■ EXERCISE GOAL: Extend the Department of Mathematics page below, beginning after its final sentence on consulting the Graduate Advisor of Record.

■ TEXT EXCERPT:
# Department of Mathematics

The Department of Mathematics offers Master of Science degrees in Applied Mathematics-Industrial Mathematics, Mathematics, and Mathematics Education.

- Master of Science Degree in Applied Mathematics–Industrial Mathematics
- Master of Science Degree in Mathematics
- Master of Science Degree in Mathematics Education

## Master of Science Degree in Applied Mathematics–Industrial Mathematics

The Master of Science Degree in Applied Mathematics–Industrial Mathematics is designed to provide students the opportunity for advanced training in marketable areas of Applied Mathematics, using research to solve real-world problems in the field of Applied Mathematics, and with preparation for leadership positions in the field. In order to provide students with advanced training in marketable areas, 24 semester credit hours of graduate mathematics courses and 3 semester credit hours of a course in the Colleges of Sciences or Engineering are required. Research exposure to and experience with real-world problems will be provided by enrollment in AIM 6943 Internship and Research Project. This course introduces students to research problems in the field as well as the opportunities to solve a real-life problem in an industrial setting. Students will prepare for leadership positions in the field by taking two courses in communication, leadership, and/or basic business practices.

### Program Admission Requirements

To be admitted to the degree program for the M.S. in Applied Mathematics–Industrial Mathematics, applicants must satisfy the University-wide requirements for admission to graduate programs. The applicant must have completed a bachelor’s degree in mathematics, science, engineering, or a related field and must have taken Calculus I, Calculus II, Linear Algebra, and an upper-division course in mathematics. The applicant must submit a résumé, scores from the Graduate Record Examination (GRE), and three letters of reference from qualified scientists, mathematicians, or supervisors that can certify their ability to pursue studies in applied mathematics at the Master's level.

### Degree Requirements

Degree candidates are required to successfully complete 36 semester credit hours and meet University-wide degree requirements. Students admitted to the program must consult the Graduate Advisor of Record for their individual study plans and get approval before enrollment in each course.

■ COLLECTED DATA:
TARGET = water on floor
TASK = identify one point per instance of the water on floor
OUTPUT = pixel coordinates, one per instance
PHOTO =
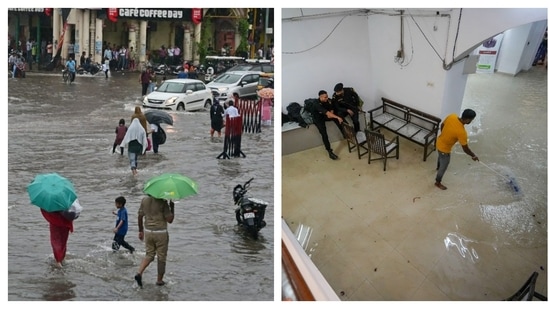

■ EXERCISE RESULT:
Candidates for the degree must complete:

A. 6 semester credit hours of required courses: | 6 | |

Introduction to Industrial Mathematics | ||

Linear Algebra and Matrix Theory | ||

B. Select 18 semester credit hours of the following: | 18 | |

Theory of Functions of a Real Variable I | ||

Theory of Functions of a Complex Variable I | ||

Numerical Linear Algebra | ||

Mathematical Modeling | ||

Numerical Analysis | ||

Numerical Solutions of Differential Equations | ||

Differential Equations I | ||

Partial Differential Equations I | ||

Directed Research | ||

Topics in Applied Mathematics | ||

Optimization Techniques in Operations Research | ||

C. 3 semester credit hours of electives: Upon completion of 18 semester credit hours in mathematics, a student is eligible to enroll in advanced courses selected from disciplines in the Colleges of Sciences or Engineering. | 3 | |

D. 3 semester credit hours of Internship and Research Project: * | 3 | |

Internship and Research Project | ||

E. 6 semester credit hours selected from coursework in communications, leadership skills, and business principles such as: | 6 | |

Conceptual Foundations of Management | ||

Management and Behavior in Organizations | ||

Leadership | ||

Total Credit Hours | 36 |

#### * Internship and Research Project

Upon completion of 18 semester credit hours in mathematics, a student is eligible to enroll in AIM 6943 Internship and Research Project. The student must spend a semester in an industrial setting and must complete an internship-related project. To complete the internship-related project, the student will:

- Submit either an employment letter from a company or a pre-internship proposal outlining the proposed work for approval by the student's Supervising Professor.
- Complete the proposed work after the internship has been completed.
- Defend the project before the deadlines set forth by the University.

Students currently employed in industry may negotiate an alternative internship experience.

## Master of Science Degree in Mathematics

### Program Admission Requirements

In addition to satisfying the University-wide graduate admission requirements, a Bachelor of Arts or Bachelor of Science in Mathematics is highly recommended as preparation. However, exceptional applicants with a Bachelor’s degree in a closely related field may also be considered for admission. Students who do not qualify for unconditional admission should anticipate that additional undergraduate and/or graduate coursework may be required to complete the degree. Applicants should provide scores from the Graduate Record Examination (GRE). It is recommended that the applicant submit two letters of reference, preferably from those who can speak to the applicant’s mathematical abilities.

### Degree Requirements

Degree candidates are required to successfully complete 36 semester credit hours in one of two concentrations, (1) Mathematics or (2) Applied Mathematics.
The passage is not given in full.